_Set exercise:_ Repeat, exactly and alone, every line from the line that contains "For the benchmark, mark every instance of the red" to the end of the entries.

Source data
● ● ● ●
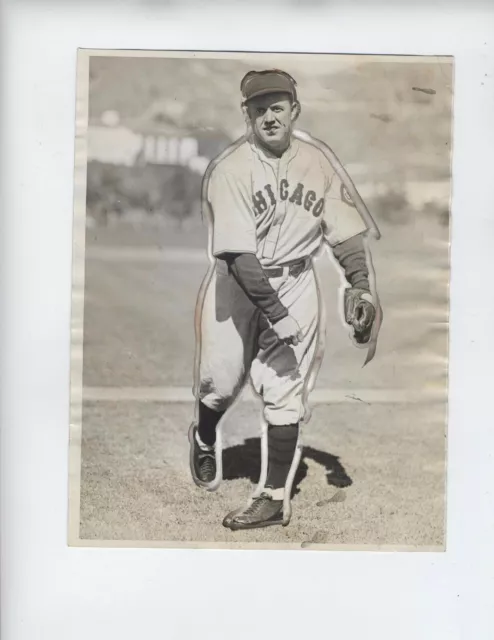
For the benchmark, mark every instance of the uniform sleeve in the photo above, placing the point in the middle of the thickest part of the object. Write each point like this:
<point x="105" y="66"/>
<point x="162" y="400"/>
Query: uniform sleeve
<point x="341" y="217"/>
<point x="234" y="228"/>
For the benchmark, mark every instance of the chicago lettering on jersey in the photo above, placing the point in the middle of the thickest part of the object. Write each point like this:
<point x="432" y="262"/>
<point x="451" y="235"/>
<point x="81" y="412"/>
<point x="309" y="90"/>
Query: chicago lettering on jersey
<point x="264" y="198"/>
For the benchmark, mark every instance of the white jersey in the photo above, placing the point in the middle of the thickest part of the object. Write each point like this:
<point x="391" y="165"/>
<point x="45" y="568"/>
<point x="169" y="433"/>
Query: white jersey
<point x="280" y="209"/>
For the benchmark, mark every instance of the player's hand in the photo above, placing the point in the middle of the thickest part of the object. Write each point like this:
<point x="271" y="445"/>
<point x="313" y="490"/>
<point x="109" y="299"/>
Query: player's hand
<point x="288" y="330"/>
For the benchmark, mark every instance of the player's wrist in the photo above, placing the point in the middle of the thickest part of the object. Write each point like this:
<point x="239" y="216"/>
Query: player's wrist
<point x="278" y="315"/>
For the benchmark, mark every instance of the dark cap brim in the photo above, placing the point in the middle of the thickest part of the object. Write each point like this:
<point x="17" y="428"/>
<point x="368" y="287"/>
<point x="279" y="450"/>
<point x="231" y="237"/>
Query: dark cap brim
<point x="267" y="91"/>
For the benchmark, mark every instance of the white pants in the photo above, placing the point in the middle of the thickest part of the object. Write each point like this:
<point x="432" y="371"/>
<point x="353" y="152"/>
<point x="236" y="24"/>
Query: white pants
<point x="237" y="339"/>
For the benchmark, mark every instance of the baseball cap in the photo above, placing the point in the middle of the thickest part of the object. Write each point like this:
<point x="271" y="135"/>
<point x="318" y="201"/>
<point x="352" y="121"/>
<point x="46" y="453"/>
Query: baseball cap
<point x="260" y="83"/>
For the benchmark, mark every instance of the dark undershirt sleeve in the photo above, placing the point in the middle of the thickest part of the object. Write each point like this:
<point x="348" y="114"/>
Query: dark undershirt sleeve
<point x="351" y="256"/>
<point x="248" y="272"/>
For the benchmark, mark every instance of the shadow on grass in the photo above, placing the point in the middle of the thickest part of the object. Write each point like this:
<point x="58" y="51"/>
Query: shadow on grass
<point x="244" y="461"/>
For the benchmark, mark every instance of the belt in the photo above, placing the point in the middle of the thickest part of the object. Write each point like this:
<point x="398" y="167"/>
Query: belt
<point x="293" y="269"/>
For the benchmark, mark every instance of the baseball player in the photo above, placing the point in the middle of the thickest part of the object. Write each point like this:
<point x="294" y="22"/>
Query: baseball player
<point x="275" y="197"/>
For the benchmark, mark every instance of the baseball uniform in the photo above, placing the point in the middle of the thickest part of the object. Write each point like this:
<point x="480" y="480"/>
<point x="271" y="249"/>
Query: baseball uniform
<point x="281" y="210"/>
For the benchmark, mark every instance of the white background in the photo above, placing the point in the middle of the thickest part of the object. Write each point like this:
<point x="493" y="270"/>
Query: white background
<point x="52" y="592"/>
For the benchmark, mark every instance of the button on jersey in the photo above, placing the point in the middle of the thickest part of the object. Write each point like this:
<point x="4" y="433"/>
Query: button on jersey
<point x="281" y="209"/>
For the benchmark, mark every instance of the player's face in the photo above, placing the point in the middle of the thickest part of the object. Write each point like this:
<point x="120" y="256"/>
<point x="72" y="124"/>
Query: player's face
<point x="272" y="117"/>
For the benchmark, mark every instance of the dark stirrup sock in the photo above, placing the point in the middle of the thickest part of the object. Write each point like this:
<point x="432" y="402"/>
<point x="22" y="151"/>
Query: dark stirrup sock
<point x="208" y="421"/>
<point x="282" y="442"/>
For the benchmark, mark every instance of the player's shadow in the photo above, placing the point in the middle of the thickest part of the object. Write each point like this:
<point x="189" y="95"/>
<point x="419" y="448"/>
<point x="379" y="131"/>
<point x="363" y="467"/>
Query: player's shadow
<point x="244" y="461"/>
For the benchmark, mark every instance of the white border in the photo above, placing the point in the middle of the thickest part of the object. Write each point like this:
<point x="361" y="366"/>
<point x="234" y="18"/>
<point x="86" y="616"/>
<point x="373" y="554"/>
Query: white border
<point x="51" y="591"/>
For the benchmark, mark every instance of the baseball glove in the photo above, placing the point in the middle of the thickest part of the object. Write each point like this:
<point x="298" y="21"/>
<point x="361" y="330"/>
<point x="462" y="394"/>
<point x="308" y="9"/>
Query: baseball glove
<point x="360" y="313"/>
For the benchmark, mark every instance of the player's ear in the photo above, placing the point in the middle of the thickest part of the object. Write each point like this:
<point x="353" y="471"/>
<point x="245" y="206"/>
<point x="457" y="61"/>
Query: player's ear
<point x="245" y="111"/>
<point x="296" y="109"/>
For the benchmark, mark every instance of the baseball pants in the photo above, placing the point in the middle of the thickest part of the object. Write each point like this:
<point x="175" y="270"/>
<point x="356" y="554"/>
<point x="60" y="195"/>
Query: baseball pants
<point x="237" y="341"/>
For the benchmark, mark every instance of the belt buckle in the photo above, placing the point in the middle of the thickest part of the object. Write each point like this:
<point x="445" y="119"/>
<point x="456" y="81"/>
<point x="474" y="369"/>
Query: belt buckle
<point x="297" y="268"/>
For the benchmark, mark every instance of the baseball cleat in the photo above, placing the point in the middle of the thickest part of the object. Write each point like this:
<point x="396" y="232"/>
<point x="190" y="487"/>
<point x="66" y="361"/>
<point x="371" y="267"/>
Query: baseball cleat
<point x="263" y="511"/>
<point x="202" y="461"/>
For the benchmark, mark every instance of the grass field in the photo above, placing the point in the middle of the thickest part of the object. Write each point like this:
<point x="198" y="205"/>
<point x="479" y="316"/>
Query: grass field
<point x="373" y="471"/>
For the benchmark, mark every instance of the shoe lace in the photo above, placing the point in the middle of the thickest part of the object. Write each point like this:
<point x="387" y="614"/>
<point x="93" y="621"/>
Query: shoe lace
<point x="257" y="504"/>
<point x="207" y="463"/>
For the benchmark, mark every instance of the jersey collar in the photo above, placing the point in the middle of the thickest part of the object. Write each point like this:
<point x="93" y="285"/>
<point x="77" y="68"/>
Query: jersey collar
<point x="265" y="156"/>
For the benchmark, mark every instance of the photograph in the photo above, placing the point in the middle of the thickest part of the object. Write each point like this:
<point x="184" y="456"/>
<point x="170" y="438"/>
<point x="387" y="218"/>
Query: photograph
<point x="260" y="300"/>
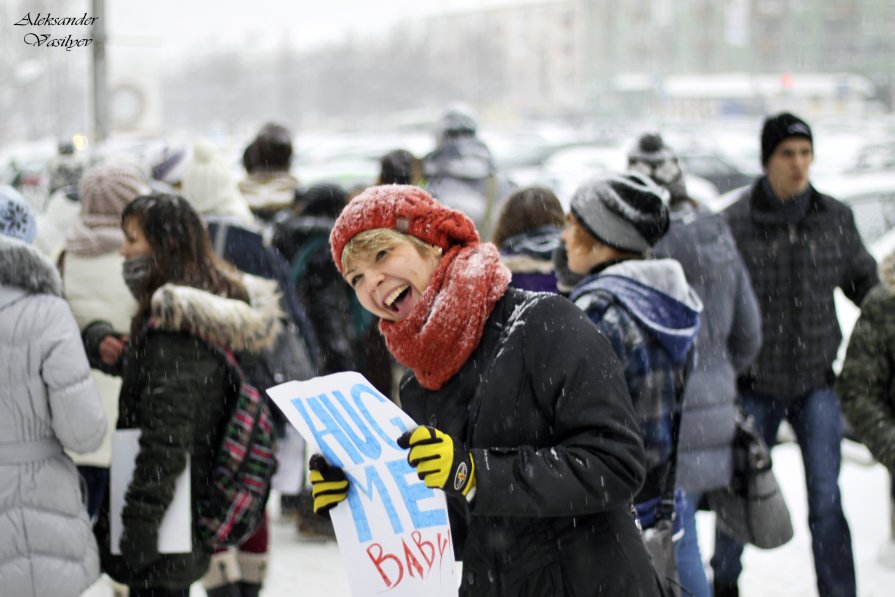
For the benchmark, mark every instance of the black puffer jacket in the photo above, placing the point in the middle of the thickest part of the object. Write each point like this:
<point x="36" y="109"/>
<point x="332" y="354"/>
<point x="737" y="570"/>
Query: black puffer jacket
<point x="175" y="389"/>
<point x="542" y="405"/>
<point x="794" y="269"/>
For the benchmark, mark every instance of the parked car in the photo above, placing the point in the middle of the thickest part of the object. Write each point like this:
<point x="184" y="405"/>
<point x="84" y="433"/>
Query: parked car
<point x="715" y="169"/>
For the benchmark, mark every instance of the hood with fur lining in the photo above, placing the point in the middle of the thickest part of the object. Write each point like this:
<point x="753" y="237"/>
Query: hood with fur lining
<point x="24" y="267"/>
<point x="232" y="323"/>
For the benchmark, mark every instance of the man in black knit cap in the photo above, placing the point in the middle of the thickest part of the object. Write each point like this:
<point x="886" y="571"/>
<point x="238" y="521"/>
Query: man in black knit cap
<point x="798" y="245"/>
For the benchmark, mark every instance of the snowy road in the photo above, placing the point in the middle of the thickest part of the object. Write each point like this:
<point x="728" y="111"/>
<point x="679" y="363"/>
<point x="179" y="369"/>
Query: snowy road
<point x="314" y="569"/>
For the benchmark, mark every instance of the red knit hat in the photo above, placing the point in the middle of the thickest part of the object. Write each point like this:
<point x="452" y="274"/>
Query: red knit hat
<point x="404" y="208"/>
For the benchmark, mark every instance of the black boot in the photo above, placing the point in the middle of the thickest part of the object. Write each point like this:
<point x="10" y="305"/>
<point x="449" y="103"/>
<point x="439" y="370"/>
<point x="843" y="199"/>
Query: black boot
● ● ● ●
_Final result:_
For the benchmark, mark every instance of the red knit hat in the photo above, placing the point in the middle of the thickest part of the object. Write each point like this:
<point x="452" y="274"/>
Query: red knit hat
<point x="404" y="208"/>
For the benchmark, mark every instance of the black boot in the photo above, placing the point in the middle of the thickest part of the object. Write each point like this:
<point x="10" y="305"/>
<point x="449" y="103"/>
<point x="439" y="370"/>
<point x="843" y="199"/>
Query: black boot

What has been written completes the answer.